* _YOUR TASK_
Answer each question using the document on stop line measurement and vehicle control.
(a) Which sensors detect the position detection reference portion 15 after the vehicle stops?
(b) Apart from recognizing the stop line, what is the TV camera 31 used for?
(c) Which unit rotates the front wheel steering motor 28 and the rear wheel drive motor 29?

The stop line position measurement magnetic sensors 202 detect the position detection reference portion 15 after stopping the vehicle. The position and direction of the stop line are obtained by the stop line position measurement unit 20 based on the detection result, vehicle self-location positioned by the positioning unit 32 upon the detection, and the vehicle self-location obtained when the left and right stop line detection magnetic sensors 201 detect the magnetic detection mark 14.

The TV camera 31 is used for improving accuracy of detection with respect to the obstacle position as well as recognition of the stop line.

The vehicle control unit 27 rotates the front wheel steering motor 28 and the rear wheel drive motor 29 at speeds in accordance with a vehicle speed instruction value and a steering instruction value output from the control amount arithmetic unit 26.

For example, as the vehicle self-location positioned by the positioning unit 32 approaches the stop line position, the control amount arithmetic unit 26 calculates the control amount so that the stop line position measurement magnetic sensors 202 reach the position above the position detection reference portion 15 of the stop line while controlling the vehicle to gradually decelerate.

* _DATA EXTRACT_
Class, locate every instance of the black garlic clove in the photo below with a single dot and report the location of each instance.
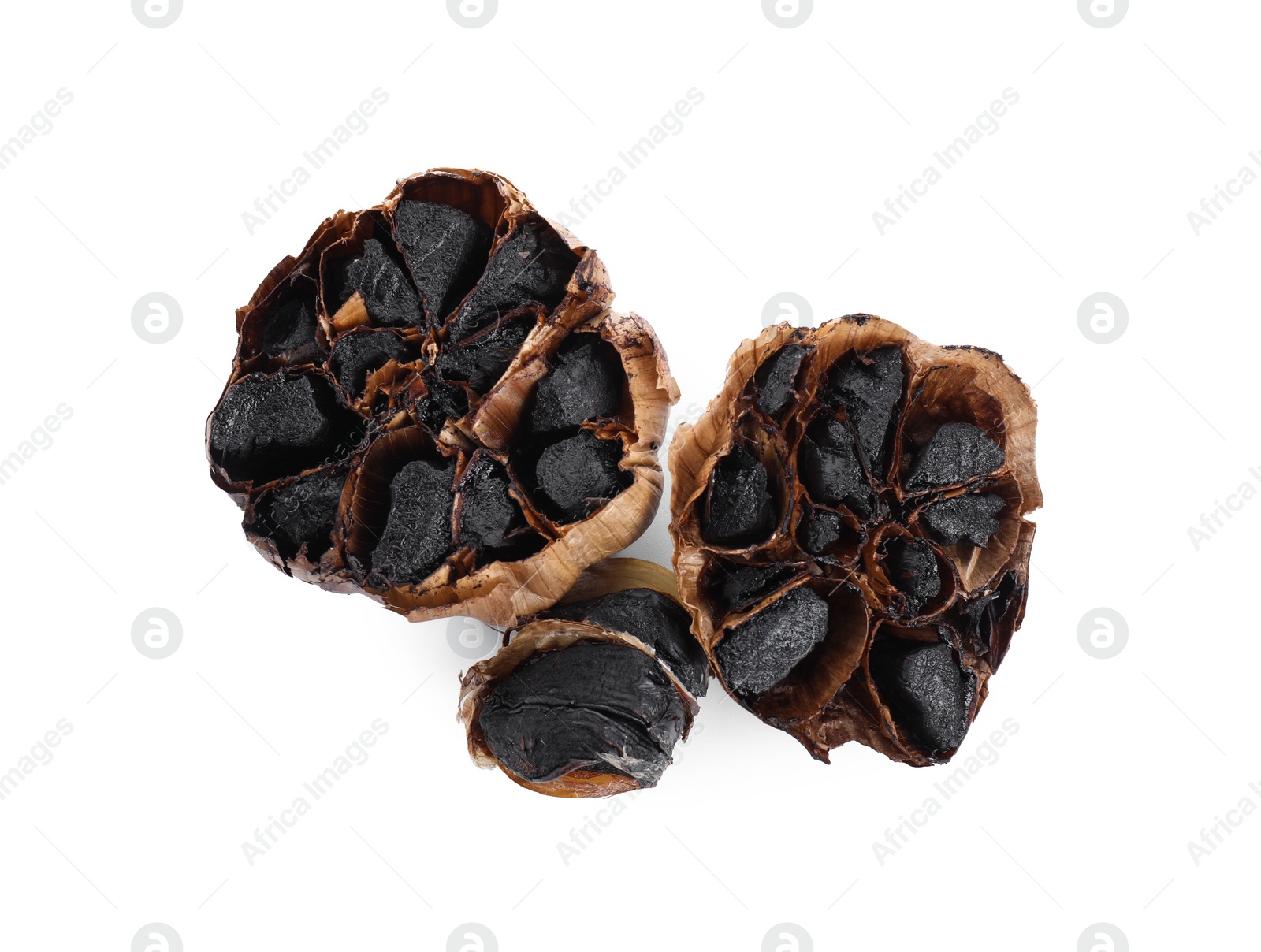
(590, 706)
(418, 534)
(761, 653)
(956, 453)
(924, 689)
(738, 508)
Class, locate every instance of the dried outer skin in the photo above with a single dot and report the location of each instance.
(359, 353)
(758, 653)
(973, 516)
(489, 514)
(445, 270)
(912, 411)
(590, 766)
(592, 706)
(303, 512)
(926, 689)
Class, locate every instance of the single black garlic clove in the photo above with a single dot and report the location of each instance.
(738, 508)
(303, 514)
(359, 353)
(599, 708)
(482, 359)
(266, 428)
(974, 517)
(924, 689)
(290, 328)
(912, 567)
(586, 382)
(578, 476)
(445, 251)
(418, 534)
(655, 619)
(761, 653)
(869, 391)
(489, 515)
(956, 453)
(389, 296)
(830, 468)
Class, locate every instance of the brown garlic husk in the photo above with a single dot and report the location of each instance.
(880, 603)
(395, 352)
(588, 699)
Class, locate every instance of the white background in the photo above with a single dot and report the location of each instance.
(769, 187)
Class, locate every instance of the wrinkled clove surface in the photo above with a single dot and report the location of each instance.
(880, 605)
(590, 697)
(434, 405)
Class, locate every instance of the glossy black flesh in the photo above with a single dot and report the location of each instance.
(761, 653)
(912, 567)
(266, 428)
(869, 391)
(578, 476)
(441, 401)
(956, 453)
(361, 352)
(738, 506)
(655, 619)
(830, 467)
(481, 359)
(290, 329)
(820, 531)
(924, 689)
(586, 382)
(974, 517)
(738, 586)
(445, 251)
(993, 609)
(302, 512)
(489, 515)
(388, 294)
(534, 264)
(776, 378)
(592, 706)
(418, 534)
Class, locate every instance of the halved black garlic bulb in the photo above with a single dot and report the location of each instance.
(590, 697)
(434, 405)
(850, 534)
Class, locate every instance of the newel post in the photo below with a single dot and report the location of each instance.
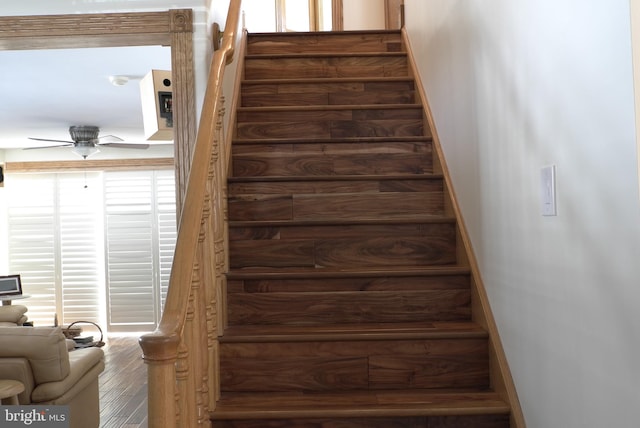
(160, 355)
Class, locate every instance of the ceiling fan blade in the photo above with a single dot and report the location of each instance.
(53, 141)
(125, 145)
(48, 147)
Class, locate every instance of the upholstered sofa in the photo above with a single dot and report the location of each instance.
(12, 315)
(39, 358)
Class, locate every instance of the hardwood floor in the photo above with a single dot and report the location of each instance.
(123, 384)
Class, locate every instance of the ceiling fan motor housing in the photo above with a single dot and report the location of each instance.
(84, 133)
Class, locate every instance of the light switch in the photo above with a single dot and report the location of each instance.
(548, 188)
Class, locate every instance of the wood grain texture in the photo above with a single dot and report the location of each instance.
(325, 66)
(348, 302)
(362, 41)
(332, 366)
(329, 92)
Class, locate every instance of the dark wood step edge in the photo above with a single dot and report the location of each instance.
(326, 54)
(351, 333)
(298, 80)
(427, 403)
(432, 219)
(342, 140)
(329, 273)
(327, 34)
(325, 107)
(352, 178)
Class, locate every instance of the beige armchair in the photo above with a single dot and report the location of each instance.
(39, 358)
(12, 315)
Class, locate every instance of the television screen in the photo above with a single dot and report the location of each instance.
(10, 285)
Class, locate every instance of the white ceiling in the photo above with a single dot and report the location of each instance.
(46, 91)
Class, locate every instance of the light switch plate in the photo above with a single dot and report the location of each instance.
(548, 189)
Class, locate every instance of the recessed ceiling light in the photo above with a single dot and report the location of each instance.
(119, 80)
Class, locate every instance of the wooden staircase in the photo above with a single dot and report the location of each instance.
(349, 295)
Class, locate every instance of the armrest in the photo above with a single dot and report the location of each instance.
(20, 370)
(86, 364)
(44, 347)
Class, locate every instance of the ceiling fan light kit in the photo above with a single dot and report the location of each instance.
(85, 149)
(86, 141)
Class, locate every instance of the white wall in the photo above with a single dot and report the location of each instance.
(363, 14)
(515, 86)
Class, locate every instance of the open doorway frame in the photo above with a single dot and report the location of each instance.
(314, 7)
(172, 28)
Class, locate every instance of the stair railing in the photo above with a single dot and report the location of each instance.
(182, 353)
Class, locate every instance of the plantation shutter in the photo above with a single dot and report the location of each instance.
(93, 247)
(81, 246)
(140, 230)
(55, 239)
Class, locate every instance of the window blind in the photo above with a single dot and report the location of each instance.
(95, 247)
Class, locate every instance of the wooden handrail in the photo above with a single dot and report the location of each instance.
(181, 353)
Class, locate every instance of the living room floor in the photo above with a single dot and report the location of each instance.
(123, 384)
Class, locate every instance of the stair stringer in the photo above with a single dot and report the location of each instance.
(500, 373)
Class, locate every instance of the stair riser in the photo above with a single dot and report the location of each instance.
(266, 115)
(471, 421)
(321, 283)
(239, 188)
(306, 94)
(373, 365)
(332, 129)
(348, 307)
(323, 42)
(288, 165)
(403, 205)
(325, 67)
(342, 246)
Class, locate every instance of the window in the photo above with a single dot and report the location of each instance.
(93, 246)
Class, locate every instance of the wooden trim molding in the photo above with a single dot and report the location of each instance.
(172, 28)
(337, 15)
(91, 165)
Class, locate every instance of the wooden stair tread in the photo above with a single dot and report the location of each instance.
(328, 34)
(343, 140)
(280, 405)
(432, 219)
(329, 107)
(291, 273)
(352, 332)
(273, 178)
(327, 80)
(326, 54)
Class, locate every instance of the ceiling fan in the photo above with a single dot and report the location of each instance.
(86, 141)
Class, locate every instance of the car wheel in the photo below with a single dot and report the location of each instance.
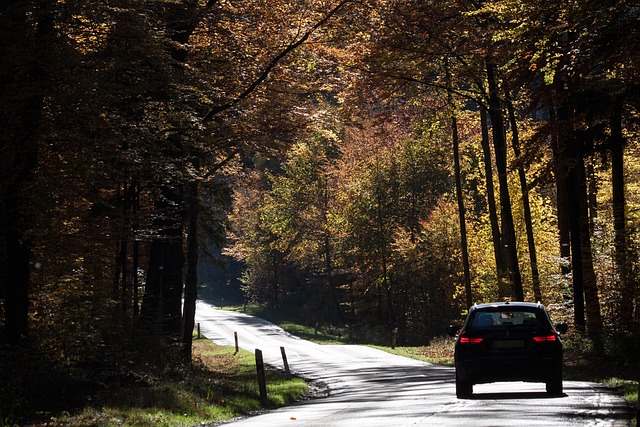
(555, 386)
(463, 388)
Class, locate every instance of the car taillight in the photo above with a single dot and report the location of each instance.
(464, 339)
(545, 338)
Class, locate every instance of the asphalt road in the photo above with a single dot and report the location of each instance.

* _PROBLEM SOLUTION_
(a) The stop line position measurement magnetic sensors 202.
(b) Improving the accuracy of detection with respect to the obstacle position.
(c) The vehicle control unit 27.